— INSTRUCTIONS TO FOLLOW —
Reproduce the entries from the line containing "Guideline: put one point on each instance of the white" through the final line of the entries, both ends included, keeping every request as it stands. Multiply each x and y point coordinate in the answers by 1.85, and round the results to whole numbers, with halves rounded up.

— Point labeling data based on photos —
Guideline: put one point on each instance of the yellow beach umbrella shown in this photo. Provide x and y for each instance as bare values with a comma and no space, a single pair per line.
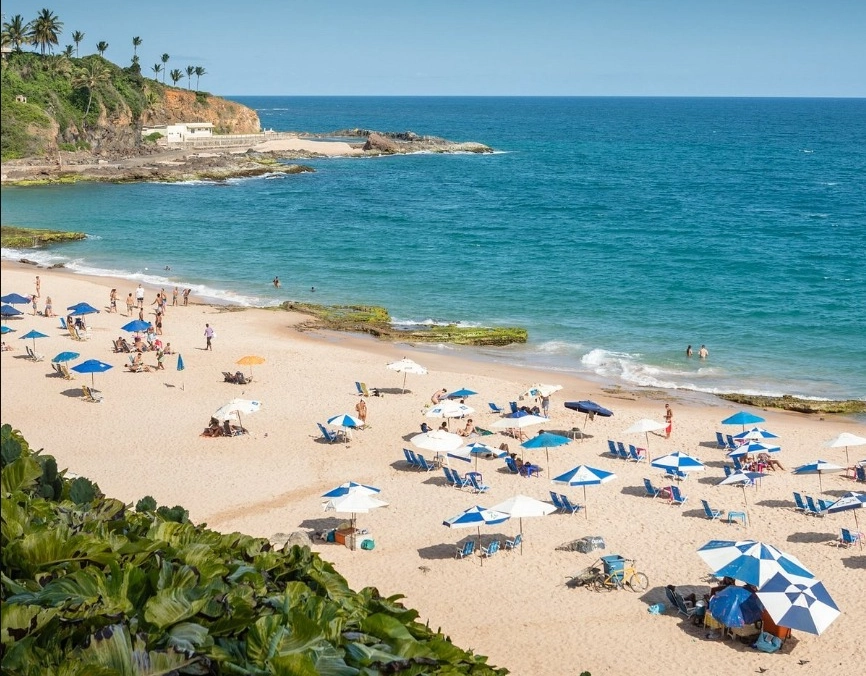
249,360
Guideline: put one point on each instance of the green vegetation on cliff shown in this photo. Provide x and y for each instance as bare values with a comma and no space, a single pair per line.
89,586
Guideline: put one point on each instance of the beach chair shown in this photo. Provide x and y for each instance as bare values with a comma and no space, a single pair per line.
800,504
328,435
848,538
712,514
91,395
676,498
811,507
567,505
475,484
468,549
636,454
490,550
515,543
423,464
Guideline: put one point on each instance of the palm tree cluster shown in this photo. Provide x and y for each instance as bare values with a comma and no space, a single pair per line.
45,30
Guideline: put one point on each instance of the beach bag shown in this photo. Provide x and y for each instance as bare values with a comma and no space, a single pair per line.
767,643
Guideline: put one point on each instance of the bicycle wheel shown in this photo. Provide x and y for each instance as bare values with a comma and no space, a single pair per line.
638,582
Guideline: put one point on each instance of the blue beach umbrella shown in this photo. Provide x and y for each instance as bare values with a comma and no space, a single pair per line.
350,487
750,561
135,326
92,366
742,418
34,334
82,309
800,603
14,299
582,475
735,606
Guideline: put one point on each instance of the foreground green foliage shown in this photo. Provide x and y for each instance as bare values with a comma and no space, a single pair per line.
90,587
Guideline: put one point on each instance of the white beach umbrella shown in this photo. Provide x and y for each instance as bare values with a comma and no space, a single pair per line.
845,439
645,426
521,506
405,366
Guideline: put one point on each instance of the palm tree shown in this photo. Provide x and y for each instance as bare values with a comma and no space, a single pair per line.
15,32
89,79
199,71
77,37
45,29
164,58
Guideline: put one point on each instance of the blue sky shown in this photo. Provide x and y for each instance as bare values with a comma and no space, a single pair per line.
484,47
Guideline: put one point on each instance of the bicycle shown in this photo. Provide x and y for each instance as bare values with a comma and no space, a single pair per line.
629,577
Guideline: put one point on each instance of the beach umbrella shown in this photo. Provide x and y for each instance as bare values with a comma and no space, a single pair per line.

— SOLVED EXERCISE —
Guideline: put one point on each instance of the white beach umbrella shown in this photo. Provide x and y for each instance as bare values with a comma and no space, a single pair per line.
1563,812
1193,788
964,936
749,677
Guideline: put one point on each instance of the palm tree shown in this photo. Provide x and y for each instance as bare values with a comma and no space, a single pair per line.
28,59
165,146
368,131
142,68
83,54
303,107
Guideline: put one point on each instance of the blue sky shown in this photo. Provide x and y for each instance as bare values with a comma and no space, a single pair per line.
895,87
Guideline: put one point on each instance of the bicycle shown in this photo. Provide x and y for each instance as bare values with a comma and no space, a single pair per line.
1164,1067
Guideline: put one point on each instance of the beach umbrella shown in this photo. Provide x and y for each instance as bare values with a comma and no space, a single pair per line.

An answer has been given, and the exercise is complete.